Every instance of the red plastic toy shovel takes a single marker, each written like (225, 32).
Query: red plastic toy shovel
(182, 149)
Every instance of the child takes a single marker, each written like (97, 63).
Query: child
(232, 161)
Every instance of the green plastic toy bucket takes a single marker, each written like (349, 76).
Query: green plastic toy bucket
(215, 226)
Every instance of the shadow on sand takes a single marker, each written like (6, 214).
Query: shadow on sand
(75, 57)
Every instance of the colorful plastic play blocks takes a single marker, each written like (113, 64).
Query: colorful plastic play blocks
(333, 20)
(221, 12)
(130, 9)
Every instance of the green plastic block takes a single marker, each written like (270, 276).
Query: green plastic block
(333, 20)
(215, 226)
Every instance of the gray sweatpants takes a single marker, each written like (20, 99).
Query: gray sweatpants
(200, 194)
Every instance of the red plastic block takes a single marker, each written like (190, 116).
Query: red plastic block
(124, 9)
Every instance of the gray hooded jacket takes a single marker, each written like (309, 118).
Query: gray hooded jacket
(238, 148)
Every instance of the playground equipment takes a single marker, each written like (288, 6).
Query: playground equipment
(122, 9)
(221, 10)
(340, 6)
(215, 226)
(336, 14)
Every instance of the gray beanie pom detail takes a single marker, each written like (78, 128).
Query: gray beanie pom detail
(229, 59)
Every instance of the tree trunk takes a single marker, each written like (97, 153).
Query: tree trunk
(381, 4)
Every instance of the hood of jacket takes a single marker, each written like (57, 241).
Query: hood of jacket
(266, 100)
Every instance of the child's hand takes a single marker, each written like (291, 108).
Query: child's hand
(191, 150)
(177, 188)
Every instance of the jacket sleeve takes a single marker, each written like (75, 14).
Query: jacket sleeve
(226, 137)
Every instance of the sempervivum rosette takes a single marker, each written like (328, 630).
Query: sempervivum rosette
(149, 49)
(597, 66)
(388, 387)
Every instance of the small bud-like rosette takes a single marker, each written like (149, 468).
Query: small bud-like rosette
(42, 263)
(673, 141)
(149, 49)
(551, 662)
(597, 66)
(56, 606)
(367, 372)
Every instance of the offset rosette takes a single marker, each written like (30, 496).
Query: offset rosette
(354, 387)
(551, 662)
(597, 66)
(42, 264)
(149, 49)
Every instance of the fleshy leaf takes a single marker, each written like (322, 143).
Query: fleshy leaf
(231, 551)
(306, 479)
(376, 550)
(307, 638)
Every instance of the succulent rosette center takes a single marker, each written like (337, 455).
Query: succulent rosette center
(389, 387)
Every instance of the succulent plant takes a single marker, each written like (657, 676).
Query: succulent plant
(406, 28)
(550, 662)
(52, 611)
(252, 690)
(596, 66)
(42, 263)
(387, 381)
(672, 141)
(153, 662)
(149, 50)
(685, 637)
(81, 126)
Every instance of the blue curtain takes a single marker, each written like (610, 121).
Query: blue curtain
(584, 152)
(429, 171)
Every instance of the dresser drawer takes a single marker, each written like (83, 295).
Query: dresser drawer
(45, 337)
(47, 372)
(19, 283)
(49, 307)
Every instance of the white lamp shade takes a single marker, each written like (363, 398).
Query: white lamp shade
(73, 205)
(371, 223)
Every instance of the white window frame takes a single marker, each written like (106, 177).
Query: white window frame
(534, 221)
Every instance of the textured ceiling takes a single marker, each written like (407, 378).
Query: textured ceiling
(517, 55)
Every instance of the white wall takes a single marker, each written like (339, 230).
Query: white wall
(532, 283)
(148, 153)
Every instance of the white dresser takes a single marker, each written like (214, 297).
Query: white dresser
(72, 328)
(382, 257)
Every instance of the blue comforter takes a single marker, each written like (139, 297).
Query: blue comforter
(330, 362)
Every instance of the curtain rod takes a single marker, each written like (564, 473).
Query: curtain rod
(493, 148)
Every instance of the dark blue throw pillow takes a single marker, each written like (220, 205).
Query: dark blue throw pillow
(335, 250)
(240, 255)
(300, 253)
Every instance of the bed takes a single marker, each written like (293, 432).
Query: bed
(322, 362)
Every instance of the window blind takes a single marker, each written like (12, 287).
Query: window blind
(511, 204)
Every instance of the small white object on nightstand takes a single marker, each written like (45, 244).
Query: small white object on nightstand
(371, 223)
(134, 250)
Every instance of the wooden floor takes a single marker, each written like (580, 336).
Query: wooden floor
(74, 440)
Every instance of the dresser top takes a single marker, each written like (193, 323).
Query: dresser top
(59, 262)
◇ ◇ ◇ ◇ ◇
--- Problem statement ---
Print the stretch of items from the line containing "Every instance of the white lamp" through the end of the items, exactly as they appear.

--- Finished task ---
Every instance of the white lamp shade takes a single marker, each written like (363, 398).
Query: white lamp shade
(73, 205)
(371, 223)
Every instance of the white window frame takes a single marker, each written like (106, 177).
Query: white window frame
(534, 221)
Every instance of the textured ceiling takes a single marker, each written like (407, 378).
Query: textured ceiling
(517, 55)
Every instance of the white wall takes a single marker, each written like (339, 230).
Query: white wall
(532, 283)
(148, 153)
Every instance of the white dresser takes a single marker, each written like (214, 297).
Query: white dresser
(72, 328)
(382, 257)
Every instance of the blue comforter takes a single marker, each written like (139, 297).
Query: blue comforter
(330, 362)
Every instance of the curtain rod takes a single marker, each written like (564, 473).
Query: curtain rod
(493, 148)
Every instance of the dark blue throw pillow takes a single marker, each written like (220, 205).
Query: dark blue throw pillow
(335, 250)
(240, 255)
(300, 253)
Every instance of the bed takes a single marker, each written like (293, 432).
Query: bed
(322, 362)
Every instance of the window blind takes a single marker, each written like (12, 287).
Query: window blind
(511, 204)
Every instance of the small white object on nightstand takes a single marker, each written like (45, 244).
Query: small white object on nightstand
(371, 223)
(134, 250)
Every instance of the wooden floor takes a single marker, each written like (580, 336).
Query: wooden floor
(74, 440)
Every instance of the dresser top takes a single marker, each written like (193, 323).
Query: dresser top
(59, 262)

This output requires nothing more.